(Records from a point labeling set)
#####

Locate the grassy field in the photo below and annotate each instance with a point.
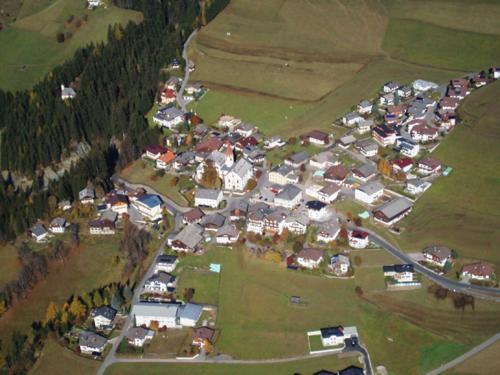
(330, 55)
(273, 114)
(254, 303)
(462, 210)
(486, 362)
(308, 366)
(31, 40)
(56, 360)
(140, 173)
(89, 267)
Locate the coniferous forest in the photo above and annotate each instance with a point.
(116, 83)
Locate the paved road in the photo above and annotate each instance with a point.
(464, 357)
(110, 358)
(180, 99)
(473, 290)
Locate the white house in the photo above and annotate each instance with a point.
(369, 192)
(139, 336)
(103, 317)
(339, 264)
(169, 117)
(239, 175)
(208, 198)
(161, 282)
(358, 239)
(146, 313)
(166, 263)
(90, 343)
(149, 205)
(310, 258)
(365, 107)
(289, 197)
(227, 234)
(58, 225)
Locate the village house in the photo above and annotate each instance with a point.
(169, 117)
(193, 216)
(103, 317)
(188, 239)
(86, 196)
(407, 148)
(437, 255)
(364, 107)
(393, 211)
(38, 232)
(229, 122)
(346, 141)
(369, 192)
(239, 175)
(339, 264)
(208, 198)
(401, 273)
(358, 239)
(316, 137)
(154, 151)
(423, 133)
(227, 234)
(428, 166)
(367, 148)
(351, 119)
(165, 160)
(67, 93)
(139, 336)
(149, 206)
(390, 87)
(57, 225)
(297, 159)
(91, 343)
(403, 164)
(364, 172)
(416, 186)
(203, 336)
(296, 223)
(478, 271)
(317, 210)
(310, 258)
(161, 282)
(289, 197)
(384, 135)
(101, 226)
(164, 314)
(165, 263)
(283, 174)
(118, 203)
(328, 232)
(364, 126)
(168, 96)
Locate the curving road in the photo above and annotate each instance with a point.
(180, 93)
(482, 292)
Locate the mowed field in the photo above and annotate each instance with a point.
(462, 211)
(408, 332)
(28, 46)
(330, 55)
(88, 267)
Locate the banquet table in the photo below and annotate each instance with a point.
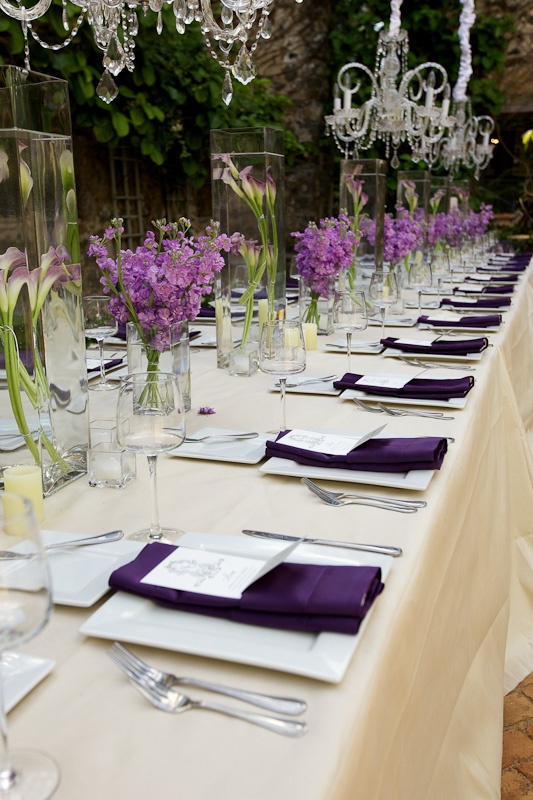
(418, 712)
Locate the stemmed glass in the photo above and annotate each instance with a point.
(383, 291)
(350, 315)
(151, 420)
(25, 607)
(440, 268)
(420, 278)
(282, 353)
(99, 323)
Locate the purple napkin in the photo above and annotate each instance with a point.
(493, 279)
(479, 321)
(377, 455)
(304, 597)
(483, 302)
(415, 389)
(501, 288)
(457, 347)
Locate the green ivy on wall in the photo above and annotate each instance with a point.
(166, 107)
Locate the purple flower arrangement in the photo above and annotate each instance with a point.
(164, 279)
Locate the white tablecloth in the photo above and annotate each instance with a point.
(419, 711)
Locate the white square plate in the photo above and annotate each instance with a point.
(416, 479)
(454, 402)
(324, 656)
(20, 674)
(80, 575)
(390, 353)
(241, 451)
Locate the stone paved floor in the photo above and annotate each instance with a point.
(517, 765)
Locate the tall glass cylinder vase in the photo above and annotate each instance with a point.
(362, 196)
(42, 341)
(162, 351)
(247, 175)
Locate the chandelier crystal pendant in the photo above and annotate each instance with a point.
(232, 30)
(402, 105)
(467, 143)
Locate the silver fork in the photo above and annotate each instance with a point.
(375, 502)
(339, 495)
(310, 380)
(137, 669)
(400, 412)
(221, 437)
(175, 702)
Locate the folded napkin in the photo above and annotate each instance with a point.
(457, 347)
(376, 455)
(303, 597)
(415, 389)
(479, 321)
(483, 302)
(501, 288)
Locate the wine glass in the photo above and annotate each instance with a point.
(282, 353)
(25, 607)
(420, 278)
(383, 291)
(151, 420)
(440, 268)
(350, 315)
(99, 323)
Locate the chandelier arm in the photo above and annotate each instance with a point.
(210, 22)
(26, 14)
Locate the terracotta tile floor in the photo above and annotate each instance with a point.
(517, 765)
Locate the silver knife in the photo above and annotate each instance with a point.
(369, 548)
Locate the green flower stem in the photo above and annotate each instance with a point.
(13, 383)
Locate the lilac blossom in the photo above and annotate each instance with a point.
(164, 279)
(324, 250)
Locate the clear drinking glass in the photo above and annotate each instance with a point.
(151, 420)
(382, 292)
(282, 353)
(99, 323)
(25, 607)
(420, 278)
(350, 315)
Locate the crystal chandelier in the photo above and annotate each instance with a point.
(403, 105)
(467, 143)
(232, 30)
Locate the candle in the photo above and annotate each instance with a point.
(26, 481)
(262, 313)
(310, 335)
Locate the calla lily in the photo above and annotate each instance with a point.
(254, 190)
(228, 179)
(271, 190)
(26, 181)
(231, 166)
(4, 167)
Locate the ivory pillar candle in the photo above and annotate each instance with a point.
(310, 335)
(26, 481)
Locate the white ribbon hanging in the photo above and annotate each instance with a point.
(467, 19)
(395, 17)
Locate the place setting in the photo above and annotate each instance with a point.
(316, 639)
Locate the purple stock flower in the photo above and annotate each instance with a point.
(324, 250)
(164, 279)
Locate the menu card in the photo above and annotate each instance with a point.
(207, 572)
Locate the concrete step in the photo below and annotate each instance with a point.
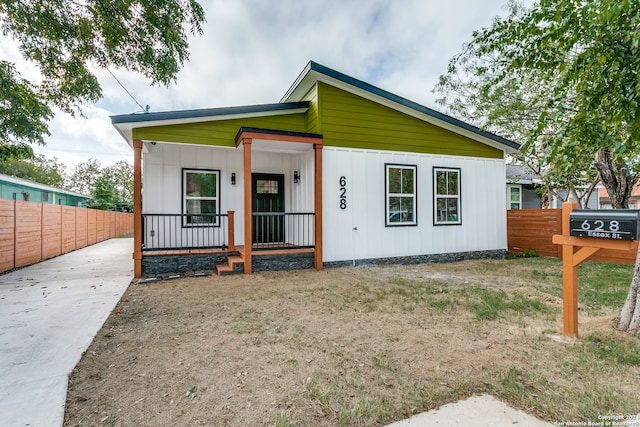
(229, 266)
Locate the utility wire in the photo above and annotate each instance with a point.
(144, 110)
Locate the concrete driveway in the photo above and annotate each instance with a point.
(49, 314)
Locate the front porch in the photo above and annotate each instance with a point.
(258, 231)
(212, 246)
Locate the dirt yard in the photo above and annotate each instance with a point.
(348, 346)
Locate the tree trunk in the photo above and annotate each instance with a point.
(616, 178)
(629, 319)
(619, 183)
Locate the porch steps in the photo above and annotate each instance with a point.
(229, 266)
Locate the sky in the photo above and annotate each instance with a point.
(251, 52)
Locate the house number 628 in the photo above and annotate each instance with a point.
(343, 192)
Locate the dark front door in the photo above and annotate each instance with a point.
(268, 208)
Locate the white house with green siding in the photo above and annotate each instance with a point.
(339, 172)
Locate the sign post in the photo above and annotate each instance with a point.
(604, 229)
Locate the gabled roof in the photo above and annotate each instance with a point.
(314, 72)
(38, 186)
(292, 103)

#####

• **Task requirements**: Print the whole listing above again line for line, leaving out the pictures.

• **Written response**:
Locate the grassy field in the photo below and annotate each instance with a point.
(330, 55)
(273, 114)
(254, 303)
(462, 210)
(486, 362)
(308, 366)
(31, 40)
(56, 360)
(140, 173)
(89, 267)
Locate the coniferous forest in the photo above and annotate each instance with a point.
(116, 83)
Locate the paved road in the photo above and annotate each instance with a point.
(464, 357)
(110, 358)
(180, 99)
(473, 290)
Locate the white house in the photo above and annotate each instance with a point.
(369, 192)
(139, 336)
(103, 317)
(339, 264)
(169, 117)
(239, 175)
(208, 198)
(161, 282)
(358, 239)
(146, 313)
(166, 263)
(90, 343)
(149, 205)
(310, 258)
(365, 107)
(289, 197)
(227, 234)
(58, 225)
Locate the village house in the photo above and annotate each instance with a point.
(169, 117)
(193, 216)
(103, 317)
(188, 239)
(86, 196)
(407, 148)
(437, 255)
(364, 107)
(393, 211)
(38, 232)
(229, 122)
(346, 141)
(369, 192)
(239, 175)
(339, 264)
(208, 198)
(401, 273)
(358, 239)
(316, 137)
(154, 151)
(423, 133)
(227, 234)
(428, 166)
(367, 148)
(351, 119)
(165, 160)
(67, 93)
(139, 336)
(149, 206)
(390, 87)
(57, 225)
(297, 159)
(91, 343)
(403, 164)
(364, 172)
(416, 186)
(203, 336)
(296, 223)
(478, 271)
(317, 210)
(310, 258)
(161, 282)
(289, 197)
(384, 135)
(101, 226)
(164, 314)
(165, 263)
(283, 174)
(118, 203)
(328, 232)
(364, 126)
(168, 96)
Locate the curving road in the photo above and annotate each instance with a point.
(180, 93)
(482, 292)
Locate the mowed field in the photo above and annotate each instance with a point.
(462, 211)
(408, 332)
(28, 46)
(330, 55)
(88, 267)
Locate the banquet table in the photo below and annotate each instance with a point.
(418, 712)
Locate the stemmed glass in the photo above and annotate each instance with a point.
(383, 291)
(350, 315)
(151, 420)
(25, 607)
(440, 268)
(420, 278)
(282, 353)
(99, 323)
Locate the purple napkin in the photo above and annotate each instance with a point.
(493, 279)
(479, 321)
(377, 455)
(304, 597)
(483, 302)
(415, 389)
(501, 288)
(457, 347)
Locate the green ivy on wall in the photo above and annotate each instance with a point.
(166, 107)
Locate the purple flower arrangement in the photo above and annotate each instance with a point.
(164, 279)
Locate the white tablecloth in the photo above and annotate each instance with a point.
(419, 711)
Locate the white square plate in the photo above and annotate each instance with a point.
(416, 479)
(454, 402)
(324, 656)
(20, 674)
(80, 575)
(390, 353)
(241, 451)
Locate the stone paved floor in the photo above and annotate each instance with a point.
(517, 765)
Locate the tall glass cylinder vase in the photo above and annotate each instance with a point.
(362, 196)
(42, 341)
(162, 351)
(247, 175)
Locate the chandelier crystal pendant in the photo above and annotate each instance with a point.
(232, 30)
(402, 105)
(467, 143)
Locate the silver fork in the photo above and annotate each instance with a point.
(375, 502)
(339, 495)
(310, 380)
(137, 669)
(400, 412)
(221, 437)
(175, 702)
Locate the folded napkin in the photo above and annotate each instance with a point.
(457, 347)
(376, 455)
(303, 597)
(415, 389)
(479, 321)
(483, 302)
(501, 288)
Locate the wine glass in the photo above and annotate each instance with a point.
(282, 353)
(25, 607)
(420, 278)
(383, 291)
(151, 420)
(440, 268)
(350, 315)
(99, 323)
Locate the chandelier arm in the photo above and annotate each instance with a point.
(210, 22)
(26, 14)
Locate the terracotta tile floor in the photo above and annotate each instance with a point.
(517, 765)
Locate the silver knife in the photo above and annotate each instance with a point.
(369, 548)
Locate the green flower stem in the photo above and annotate each instance with a point.
(13, 383)
Locate the lilac blossom in the photo above and annotate each instance with a point.
(164, 279)
(324, 250)
Locate the clear drinking glass in the photo above and annotate each instance with a point.
(151, 420)
(382, 292)
(282, 353)
(99, 323)
(25, 607)
(420, 278)
(350, 315)
Locate the crystal chandelier in the photo above and annotate each instance with a point.
(403, 105)
(467, 143)
(232, 30)
Locate the candle in the photo above and annotate each instance with a point.
(26, 481)
(262, 313)
(310, 335)
Locate the calla lily in the photo above and annotate each instance with a point.
(254, 190)
(228, 179)
(271, 190)
(26, 181)
(231, 166)
(4, 167)
Locate the ivory pillar candle in the photo above and annotate each instance with a point.
(310, 335)
(26, 481)
Locate the white ribbon hanging in the photo above and annotate each instance with a point.
(467, 19)
(395, 17)
Locate the place setting in the photo above and annotate each instance with a point.
(316, 639)
Locate the purple stock flower in the photo above and annotate each instance with a point.
(324, 250)
(164, 279)
Locate the menu card in the photo above and annotate each instance with a point.
(207, 572)
Locate the concrete step in the photo below and annotate each instance with a point.
(229, 266)
Locate the utility wire in the photo above and annotate each instance with a point.
(144, 110)
Locate the concrete driveway in the photo above and annotate each instance with a point.
(49, 314)
Locate the front porch in the photo above and annotate each instance with a point.
(258, 231)
(212, 246)
Locate the dirt yard in the photo above and annotate each instance with a point.
(348, 346)
Locate the tree trunk in the photo above and annotate each instance with a point.
(616, 178)
(629, 319)
(619, 183)
Locate the porch steps in the photo above and annotate each instance with a point.
(229, 266)
Locate the sky in the photo above and annotate each instance with a point.
(251, 52)
Locate the house number 628 in the photo above and annotate each instance with a point.
(343, 192)
Locate the dark front door in the photo above and annotate each instance with a point.
(268, 208)
Locate the white house with green siding in the photo above and annotate each instance with a point.
(339, 172)
Locate the sign post in the photo above and annotate each instance with a point.
(604, 229)
Locate the gabled roof in the photo above and annotate each instance with a point.
(314, 72)
(38, 186)
(292, 103)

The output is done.